__Aufgabendetails__:
Welche der folgenden Zeilen enthalten die Zeichenfolge „white“? Zieh jede davon vollständig heraus und beachte dabei Groß- und Kleinschreibung.

__Gegebene Zeilen__:
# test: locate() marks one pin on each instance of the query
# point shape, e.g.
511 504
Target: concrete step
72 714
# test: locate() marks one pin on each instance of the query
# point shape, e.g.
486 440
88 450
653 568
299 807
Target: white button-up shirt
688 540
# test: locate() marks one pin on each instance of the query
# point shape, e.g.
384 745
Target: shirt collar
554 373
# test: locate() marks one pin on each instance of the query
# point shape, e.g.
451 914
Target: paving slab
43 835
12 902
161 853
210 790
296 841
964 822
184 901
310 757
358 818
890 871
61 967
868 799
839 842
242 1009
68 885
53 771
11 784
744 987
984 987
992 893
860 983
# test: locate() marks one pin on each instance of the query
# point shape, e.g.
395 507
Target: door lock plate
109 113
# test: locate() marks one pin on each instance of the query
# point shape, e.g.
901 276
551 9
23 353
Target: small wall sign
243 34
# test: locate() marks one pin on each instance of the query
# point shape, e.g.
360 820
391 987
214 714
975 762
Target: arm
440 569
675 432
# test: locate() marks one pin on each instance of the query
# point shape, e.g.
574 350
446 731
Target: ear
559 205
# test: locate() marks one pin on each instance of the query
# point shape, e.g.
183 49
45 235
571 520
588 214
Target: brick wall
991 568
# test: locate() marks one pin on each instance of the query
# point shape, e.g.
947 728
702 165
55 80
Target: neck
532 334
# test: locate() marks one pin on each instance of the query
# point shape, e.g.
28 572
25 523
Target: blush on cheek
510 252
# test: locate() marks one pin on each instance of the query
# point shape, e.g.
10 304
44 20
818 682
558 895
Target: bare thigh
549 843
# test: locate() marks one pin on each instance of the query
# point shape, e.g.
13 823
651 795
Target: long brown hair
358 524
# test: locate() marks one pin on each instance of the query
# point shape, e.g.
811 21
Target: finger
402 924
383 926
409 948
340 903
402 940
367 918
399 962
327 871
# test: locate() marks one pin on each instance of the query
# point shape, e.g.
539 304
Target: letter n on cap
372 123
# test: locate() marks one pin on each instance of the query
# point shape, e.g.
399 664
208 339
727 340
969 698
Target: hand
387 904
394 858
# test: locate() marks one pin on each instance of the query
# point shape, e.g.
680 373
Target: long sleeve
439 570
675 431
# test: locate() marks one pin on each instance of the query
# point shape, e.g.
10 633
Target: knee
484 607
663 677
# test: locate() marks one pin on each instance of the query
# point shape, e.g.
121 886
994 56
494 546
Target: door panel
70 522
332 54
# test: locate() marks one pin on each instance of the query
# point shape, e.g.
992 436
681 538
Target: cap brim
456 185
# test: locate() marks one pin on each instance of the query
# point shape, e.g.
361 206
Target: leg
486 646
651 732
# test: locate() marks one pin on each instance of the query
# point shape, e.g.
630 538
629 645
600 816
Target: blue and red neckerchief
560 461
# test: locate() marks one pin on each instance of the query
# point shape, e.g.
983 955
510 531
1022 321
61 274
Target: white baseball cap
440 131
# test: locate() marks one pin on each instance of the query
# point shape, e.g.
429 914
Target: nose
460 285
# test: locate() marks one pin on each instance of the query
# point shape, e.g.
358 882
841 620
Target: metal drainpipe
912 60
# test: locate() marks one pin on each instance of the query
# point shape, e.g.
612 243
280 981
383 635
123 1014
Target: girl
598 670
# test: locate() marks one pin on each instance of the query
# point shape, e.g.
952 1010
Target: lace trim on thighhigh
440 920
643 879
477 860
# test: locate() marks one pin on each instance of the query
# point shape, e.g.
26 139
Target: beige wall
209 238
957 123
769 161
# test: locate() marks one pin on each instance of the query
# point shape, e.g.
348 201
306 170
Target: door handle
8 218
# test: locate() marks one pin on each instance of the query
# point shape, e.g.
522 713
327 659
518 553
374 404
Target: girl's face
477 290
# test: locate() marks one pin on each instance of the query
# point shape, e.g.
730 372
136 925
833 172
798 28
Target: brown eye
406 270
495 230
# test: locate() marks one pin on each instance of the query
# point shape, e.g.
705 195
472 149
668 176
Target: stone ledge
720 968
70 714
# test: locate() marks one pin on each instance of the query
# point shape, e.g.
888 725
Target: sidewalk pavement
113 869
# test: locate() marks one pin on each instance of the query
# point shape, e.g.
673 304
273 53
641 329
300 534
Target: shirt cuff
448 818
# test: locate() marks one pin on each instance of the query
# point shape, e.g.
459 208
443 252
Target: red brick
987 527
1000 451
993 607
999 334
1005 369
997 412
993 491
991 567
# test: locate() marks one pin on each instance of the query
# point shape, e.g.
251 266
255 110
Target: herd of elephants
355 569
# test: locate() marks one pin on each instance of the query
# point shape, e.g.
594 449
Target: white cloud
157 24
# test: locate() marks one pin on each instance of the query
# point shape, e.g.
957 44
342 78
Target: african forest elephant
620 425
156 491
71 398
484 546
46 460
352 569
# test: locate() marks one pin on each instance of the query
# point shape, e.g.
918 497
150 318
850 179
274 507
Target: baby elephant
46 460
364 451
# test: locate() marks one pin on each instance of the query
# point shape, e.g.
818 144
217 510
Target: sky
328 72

__Lösung zur Aufgabe__:
Target: white button-up shirt
Target: white baseball cap
Target: white cloud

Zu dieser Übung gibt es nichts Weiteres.